Copy the rows below, swapping "instance" for "object" wherever it occurs and leaving all other text unchanged.
──────── INPUT
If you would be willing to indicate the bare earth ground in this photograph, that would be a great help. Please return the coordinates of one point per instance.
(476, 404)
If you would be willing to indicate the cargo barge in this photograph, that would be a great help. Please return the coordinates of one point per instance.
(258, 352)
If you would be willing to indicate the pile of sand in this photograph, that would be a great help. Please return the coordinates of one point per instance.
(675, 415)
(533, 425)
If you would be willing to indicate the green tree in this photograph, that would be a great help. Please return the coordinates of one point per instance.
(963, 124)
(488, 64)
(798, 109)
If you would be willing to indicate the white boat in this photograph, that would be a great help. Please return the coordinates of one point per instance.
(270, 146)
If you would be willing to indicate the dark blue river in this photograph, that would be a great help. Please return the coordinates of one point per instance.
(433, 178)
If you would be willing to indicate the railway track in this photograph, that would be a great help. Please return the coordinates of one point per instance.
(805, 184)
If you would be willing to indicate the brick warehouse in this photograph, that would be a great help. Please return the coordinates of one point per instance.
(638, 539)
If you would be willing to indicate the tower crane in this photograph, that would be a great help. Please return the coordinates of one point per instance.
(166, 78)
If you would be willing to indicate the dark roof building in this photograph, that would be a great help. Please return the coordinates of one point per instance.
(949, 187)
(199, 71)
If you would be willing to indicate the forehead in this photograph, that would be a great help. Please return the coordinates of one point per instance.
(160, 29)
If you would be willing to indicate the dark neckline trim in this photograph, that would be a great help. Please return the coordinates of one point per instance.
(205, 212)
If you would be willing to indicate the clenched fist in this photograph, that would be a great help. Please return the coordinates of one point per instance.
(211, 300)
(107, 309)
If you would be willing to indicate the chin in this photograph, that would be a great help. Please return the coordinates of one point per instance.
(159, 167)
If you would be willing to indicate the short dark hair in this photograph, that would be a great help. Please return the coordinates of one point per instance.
────────────────
### [WRITTEN ANSWER]
If you would be willing to indicate the bare earth ground in this photograph, that would be a great help. Please return the coordinates of one point per object.
(476, 404)
If you would be willing to indicate the cargo barge in this photograph, that would be a great help. Please return the coordinates of one point per object.
(258, 352)
If you would be willing to indicate the pile of sand in this photograph, that would be a great help. Please return the coordinates of one point per object.
(675, 415)
(533, 425)
If you would be willing to indicate the green tree in this photograph, that would be a great help. Please return the coordinates of one point per object.
(963, 124)
(488, 64)
(798, 109)
If you would be willing to indicate the white boat in this photograph, that would be a great help. Please return the coordinates of one point per object.
(270, 146)
If you would be willing to indicate the dark blue river in this photograph, that would be a great help. Please return the coordinates of one point per object.
(433, 178)
If you would be willing to indicate the railway track in this photograph, that would be a great help. Please return the coordinates of one point per object.
(805, 184)
If you would be willing to indicate the brick warehouse in this photograph, that would be a great help. Please return the coordinates of one point per object.
(638, 539)
If you would be willing to indicate the tower crane in this photograph, that would be a great help. Please return the coordinates of one point per object.
(166, 78)
If you would be willing to indicate the dark roof building in this photograph, that would be a great help. Please return the coordinates of one point per object.
(949, 187)
(199, 71)
If you would be willing to indicate the forehead in this photograph, that would be a great help. Please return the coordinates of one point per object.
(160, 29)
If you would be willing to indicate the dark neckline trim in this photograph, that would be a great help. Please return the coordinates of one point per object.
(205, 212)
If you would be willing to indicate the clenched fist in this photograph, that would be a great help. Please return the coordinates of one point per object.
(211, 300)
(107, 309)
If you would be willing to indicate the chin in this photograph, that would be a great help. Please return the coordinates of one point per object.
(159, 167)
If you would be willing to indicate the short dark hair in this photograph, that would be a great help. Please return the coordinates of one point per object.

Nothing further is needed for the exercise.